Seconda sorpresa, l’album vede quale coprotagonista – è lei che ha scritto tutte le musiche, oltre a suonare pianoforte e violoncello – una delle nostre beniamine: Peggy Lee, che il lettore ricorderà senz’altro quale leader della formazione di "jazz cameristico" (?) che porta il suo nome nonché quale componente di svariati ensemble, il più noto dei quali diremmo il Gravitas Quartet di Wayne Horvitz.

Per realizzare quest’album, altamente policromo dal punto di vista timbrico, Peggy Lee ha raccolto intorno a sé un discreto numero di bravi musicisti dal buon curriculum che gravitano intorno alla scena di Vancouver, e visto che è di canzoni che qui si tratta va immediatamente citata Julie McGeer, la cantante che è anche autrice di tutti i testi.

Dobbiamo ammettere che trovarci di fronte quest’album ci ha indotto a un piccolo sorriso. Il perché è preso detto. Quando durante l’ascolto del bell’album di canzoni di Alicia Hansen intitolato Fractography (2011) ci accorgemmo che Peggy Lee faceva parte dell’ensemble, ci venne naturale chiederci se comporre un album di canzoni potesse essere per lei interessante. Ma la pubblicazione di Invitation (2012), album che tra l’altro diremmo essere il migliore finora inciso dalla Peggy Lee Band, ci fece dimenticare il tutto.

Invitation era stato registrato da Eric Mosher nello studio Warehouse, a Vancouver, e la scelta viene confermata per Beast To Bone. Registrazioni ulteriori e montaggio sono opera di Erik Nielsen negli studi Afterlife. L’album è stato poi missato e masterizzato da Jesse Zubot nello studio denominato Britannia Beach Bunker. Ed è proprio Zubot – che ha prodotto l’album, oltre a suonare qua e là il violino – ad apparire a chi scrive come il vero coautore della musica che ascoltiamo su Beast To Bone: immersa in ambienti sempre convincenti, valorizzata da disposizioni spaziali ingegnose, arricchita nei timbri.

Facile da apprezzare, la musica propriamente detta non è molto facile da classificare. Potremmo tentare di cavarcela dicendo che crediamo che l’album possa essere apprezzato sia da chi vede Joni Mitchell e Neil Young come modelli insuperabili sia da coloro i quali tifano per l’indie rock melodico e con archi. Non è a ogni modo una musica "abrasiva", anche se le combinazioni timbriche e la struttura delle canzoni – meno lineare di quello che la vocalità naturale della McGeer farebbe sembrare – sono portatrici di una loro particolare forma di asperità. Chi ha familiarità con gli album della Peggy Lee Band non faticherà a ritrovare qui gli impasti di chitarre, le parti liriche di tromba, il gusto per i colori e quella "complessità nascosta" caratteristica della scrittura della leader.

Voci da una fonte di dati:

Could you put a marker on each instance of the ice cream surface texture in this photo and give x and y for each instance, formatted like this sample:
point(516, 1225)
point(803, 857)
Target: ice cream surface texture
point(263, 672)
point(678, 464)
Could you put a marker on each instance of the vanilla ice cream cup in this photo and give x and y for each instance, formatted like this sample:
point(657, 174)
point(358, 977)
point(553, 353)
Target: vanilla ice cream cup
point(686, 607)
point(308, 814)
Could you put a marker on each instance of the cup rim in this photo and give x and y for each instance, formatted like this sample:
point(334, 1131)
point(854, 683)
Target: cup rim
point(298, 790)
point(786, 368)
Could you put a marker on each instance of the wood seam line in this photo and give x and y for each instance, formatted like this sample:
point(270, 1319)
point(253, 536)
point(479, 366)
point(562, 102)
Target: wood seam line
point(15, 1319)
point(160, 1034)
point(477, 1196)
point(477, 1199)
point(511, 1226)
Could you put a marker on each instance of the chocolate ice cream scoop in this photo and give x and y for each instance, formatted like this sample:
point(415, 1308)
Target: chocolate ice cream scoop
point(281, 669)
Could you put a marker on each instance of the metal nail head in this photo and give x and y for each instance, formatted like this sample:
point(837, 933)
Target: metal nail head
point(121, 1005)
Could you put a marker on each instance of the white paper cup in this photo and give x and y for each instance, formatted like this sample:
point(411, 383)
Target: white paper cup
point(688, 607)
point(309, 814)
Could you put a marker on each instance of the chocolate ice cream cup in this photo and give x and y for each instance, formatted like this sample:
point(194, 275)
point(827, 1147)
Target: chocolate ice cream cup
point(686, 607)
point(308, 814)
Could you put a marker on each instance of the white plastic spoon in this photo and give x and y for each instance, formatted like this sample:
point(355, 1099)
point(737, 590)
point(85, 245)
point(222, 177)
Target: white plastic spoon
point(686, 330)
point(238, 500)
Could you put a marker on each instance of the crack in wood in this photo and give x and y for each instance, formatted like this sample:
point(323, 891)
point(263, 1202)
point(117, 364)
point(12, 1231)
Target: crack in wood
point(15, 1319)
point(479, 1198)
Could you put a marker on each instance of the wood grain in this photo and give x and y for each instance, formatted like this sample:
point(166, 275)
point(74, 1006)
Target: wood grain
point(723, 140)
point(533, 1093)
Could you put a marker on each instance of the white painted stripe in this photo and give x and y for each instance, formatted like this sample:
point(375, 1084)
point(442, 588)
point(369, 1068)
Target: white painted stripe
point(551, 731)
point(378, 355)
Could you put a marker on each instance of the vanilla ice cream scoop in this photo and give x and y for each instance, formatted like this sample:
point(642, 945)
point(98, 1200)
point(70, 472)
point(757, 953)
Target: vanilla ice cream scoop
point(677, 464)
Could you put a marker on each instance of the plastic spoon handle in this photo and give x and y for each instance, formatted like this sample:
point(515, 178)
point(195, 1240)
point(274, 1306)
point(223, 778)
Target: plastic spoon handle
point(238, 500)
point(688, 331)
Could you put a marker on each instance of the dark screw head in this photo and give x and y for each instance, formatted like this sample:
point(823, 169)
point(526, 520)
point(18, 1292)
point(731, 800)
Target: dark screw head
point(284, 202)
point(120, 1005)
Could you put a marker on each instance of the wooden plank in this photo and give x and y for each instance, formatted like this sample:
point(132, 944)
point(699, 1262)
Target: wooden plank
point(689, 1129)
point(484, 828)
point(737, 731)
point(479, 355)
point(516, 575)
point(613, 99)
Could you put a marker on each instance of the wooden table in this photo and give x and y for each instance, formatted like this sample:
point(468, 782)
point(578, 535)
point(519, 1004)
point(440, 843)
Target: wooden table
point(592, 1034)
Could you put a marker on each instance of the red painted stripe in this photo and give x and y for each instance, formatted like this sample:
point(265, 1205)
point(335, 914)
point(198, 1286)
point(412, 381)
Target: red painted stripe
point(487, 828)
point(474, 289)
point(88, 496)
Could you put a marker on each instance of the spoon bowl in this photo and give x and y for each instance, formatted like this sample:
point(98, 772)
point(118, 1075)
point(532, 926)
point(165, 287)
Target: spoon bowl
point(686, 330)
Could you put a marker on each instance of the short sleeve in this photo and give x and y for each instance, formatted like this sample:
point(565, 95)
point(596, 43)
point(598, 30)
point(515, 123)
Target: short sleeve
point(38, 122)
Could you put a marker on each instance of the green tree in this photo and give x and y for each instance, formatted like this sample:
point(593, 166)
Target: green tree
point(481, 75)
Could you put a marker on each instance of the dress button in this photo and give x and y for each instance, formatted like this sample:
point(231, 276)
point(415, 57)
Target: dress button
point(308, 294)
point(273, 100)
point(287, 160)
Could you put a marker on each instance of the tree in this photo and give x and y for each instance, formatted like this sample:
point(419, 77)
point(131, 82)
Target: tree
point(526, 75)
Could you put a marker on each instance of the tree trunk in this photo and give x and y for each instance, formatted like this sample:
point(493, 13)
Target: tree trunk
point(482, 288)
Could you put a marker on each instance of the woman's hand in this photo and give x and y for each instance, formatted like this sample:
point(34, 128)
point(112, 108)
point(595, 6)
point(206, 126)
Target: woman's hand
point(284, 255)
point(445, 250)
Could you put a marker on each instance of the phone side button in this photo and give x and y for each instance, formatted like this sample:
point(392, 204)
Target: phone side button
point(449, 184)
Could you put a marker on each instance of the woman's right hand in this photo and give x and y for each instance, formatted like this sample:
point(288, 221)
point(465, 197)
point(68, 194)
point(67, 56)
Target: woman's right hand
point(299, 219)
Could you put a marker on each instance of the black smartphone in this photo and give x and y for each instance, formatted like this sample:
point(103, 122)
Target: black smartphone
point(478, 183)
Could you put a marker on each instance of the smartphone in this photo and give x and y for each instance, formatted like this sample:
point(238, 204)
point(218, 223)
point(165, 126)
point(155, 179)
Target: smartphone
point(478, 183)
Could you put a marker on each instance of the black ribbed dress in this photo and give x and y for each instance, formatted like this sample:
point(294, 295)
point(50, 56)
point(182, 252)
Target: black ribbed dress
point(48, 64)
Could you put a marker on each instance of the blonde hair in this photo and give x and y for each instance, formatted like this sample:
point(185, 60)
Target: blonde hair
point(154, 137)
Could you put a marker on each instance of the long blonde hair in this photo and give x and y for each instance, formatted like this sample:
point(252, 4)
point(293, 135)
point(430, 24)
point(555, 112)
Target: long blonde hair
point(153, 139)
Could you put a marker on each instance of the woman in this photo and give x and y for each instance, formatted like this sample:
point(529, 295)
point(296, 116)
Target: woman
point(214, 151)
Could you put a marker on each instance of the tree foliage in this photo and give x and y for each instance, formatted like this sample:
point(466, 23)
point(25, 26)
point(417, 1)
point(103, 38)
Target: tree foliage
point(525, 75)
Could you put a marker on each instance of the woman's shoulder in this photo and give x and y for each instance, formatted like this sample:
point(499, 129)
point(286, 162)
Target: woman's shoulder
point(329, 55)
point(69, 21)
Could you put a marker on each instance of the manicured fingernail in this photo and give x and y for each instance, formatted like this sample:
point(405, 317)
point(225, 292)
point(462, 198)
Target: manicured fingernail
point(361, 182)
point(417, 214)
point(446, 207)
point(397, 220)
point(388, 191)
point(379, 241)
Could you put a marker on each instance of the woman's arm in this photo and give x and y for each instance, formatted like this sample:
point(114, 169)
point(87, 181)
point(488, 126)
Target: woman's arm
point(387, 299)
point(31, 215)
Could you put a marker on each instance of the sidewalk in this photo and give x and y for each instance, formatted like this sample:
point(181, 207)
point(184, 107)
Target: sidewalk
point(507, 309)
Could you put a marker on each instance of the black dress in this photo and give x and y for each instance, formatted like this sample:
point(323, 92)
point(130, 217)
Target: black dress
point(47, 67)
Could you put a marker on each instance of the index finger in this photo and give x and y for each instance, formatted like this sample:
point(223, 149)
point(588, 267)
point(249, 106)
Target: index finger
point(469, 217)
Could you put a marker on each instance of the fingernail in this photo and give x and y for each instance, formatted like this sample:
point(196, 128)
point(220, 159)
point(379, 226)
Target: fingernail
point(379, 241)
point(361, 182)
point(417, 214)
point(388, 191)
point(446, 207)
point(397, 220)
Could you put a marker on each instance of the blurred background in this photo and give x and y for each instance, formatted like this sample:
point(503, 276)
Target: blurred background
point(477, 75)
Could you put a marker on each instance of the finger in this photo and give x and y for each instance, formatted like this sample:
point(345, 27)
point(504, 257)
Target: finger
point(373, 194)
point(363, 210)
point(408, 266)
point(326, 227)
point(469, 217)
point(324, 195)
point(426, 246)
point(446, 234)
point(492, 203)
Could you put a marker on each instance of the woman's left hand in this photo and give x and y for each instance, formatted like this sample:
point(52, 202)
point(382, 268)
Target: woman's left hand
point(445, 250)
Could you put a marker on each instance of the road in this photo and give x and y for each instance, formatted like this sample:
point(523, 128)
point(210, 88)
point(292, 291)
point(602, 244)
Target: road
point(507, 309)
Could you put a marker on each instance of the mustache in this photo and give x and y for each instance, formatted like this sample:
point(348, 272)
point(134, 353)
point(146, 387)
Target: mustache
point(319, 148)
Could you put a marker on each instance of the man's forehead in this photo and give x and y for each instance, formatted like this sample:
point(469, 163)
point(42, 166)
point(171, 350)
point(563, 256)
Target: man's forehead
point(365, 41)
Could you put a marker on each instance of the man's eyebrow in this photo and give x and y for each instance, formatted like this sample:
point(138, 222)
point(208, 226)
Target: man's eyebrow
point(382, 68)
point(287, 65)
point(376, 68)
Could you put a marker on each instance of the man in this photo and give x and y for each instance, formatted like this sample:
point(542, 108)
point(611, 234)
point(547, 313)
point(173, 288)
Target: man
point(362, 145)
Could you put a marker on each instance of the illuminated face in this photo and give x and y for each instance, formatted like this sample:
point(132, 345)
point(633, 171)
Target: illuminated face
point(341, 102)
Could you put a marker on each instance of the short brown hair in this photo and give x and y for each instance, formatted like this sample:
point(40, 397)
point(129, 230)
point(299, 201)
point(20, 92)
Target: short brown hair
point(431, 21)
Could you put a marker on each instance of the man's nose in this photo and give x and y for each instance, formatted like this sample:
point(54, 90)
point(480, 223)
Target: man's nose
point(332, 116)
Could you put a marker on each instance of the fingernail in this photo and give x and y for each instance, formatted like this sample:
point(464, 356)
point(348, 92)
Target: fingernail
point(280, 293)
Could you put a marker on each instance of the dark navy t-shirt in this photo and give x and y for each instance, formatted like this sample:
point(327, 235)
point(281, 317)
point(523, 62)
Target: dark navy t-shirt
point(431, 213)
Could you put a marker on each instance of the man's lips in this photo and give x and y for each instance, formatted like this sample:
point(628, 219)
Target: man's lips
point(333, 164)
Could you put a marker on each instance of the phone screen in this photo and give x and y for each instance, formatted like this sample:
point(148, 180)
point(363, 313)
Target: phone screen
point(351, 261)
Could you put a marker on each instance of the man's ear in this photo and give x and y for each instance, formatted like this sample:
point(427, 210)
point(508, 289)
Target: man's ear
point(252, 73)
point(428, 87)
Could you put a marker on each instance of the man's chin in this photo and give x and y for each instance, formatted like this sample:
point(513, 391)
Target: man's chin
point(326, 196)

» Indicazioni di lavoro
Scrivi il seguito della recensione dell'album Beast To Bone, cominciando subito dopo l'ultima frase riportata. Le voci provengono da un'altra fonte.

» Risultato
L’elenco dei musicisti coinvolti: oltre ovviamente alla Lee e alla McGeer, troviamo Paul Rigby alle chitarre acustiche ed elettriche, Cole Schmidt all’elettrica, Barry Mirochnik alla batteria e ai cori, J.P. Carter alla tromba, spesso effettata, Jeremy Berkman al trombone, Jesse Zubot al violino e Debra-Jean Creelman ai cori.

Dieci brani per una durata (perfetta) da LP: trentanove minuti.

Un’occhiata al dettaglio.

Be More apre l’album: le chitarre a scandire gli accordi, la voce, la tromba sordinata. Entra la ritmica, voce sui toni medi, pianoforte di sottofondo, in fondo una "jazz ballad" che funge da introduzione-invito. Buona voce femminile di sottofondo. Il brano chiude con il ritornello e la tromba. A nostro avviso questo è il brano meno interessante dell’album, forse posto in apertura proprio perché più "accessibile". Mai come in questi casi il responso è soggettivo.

Fall apre con "stridio" di violino, violoncello, chitarra acustica, la voce su un tappeto di archi, la melodia spezzata; la seconda volta entra il pianoforte, ottimi piatti, e una voce maschile. Si apre qui una bellissima sezione "B" che sulle prime sembra un ritornello o un inciso, con bel contrappunto vocale, ottimo accompagnamento di pianoforte; il tutto è ciclico. Dopo una cesura, si torna alla melodia iniziale, stavolta con archi, pianoforte, batteria.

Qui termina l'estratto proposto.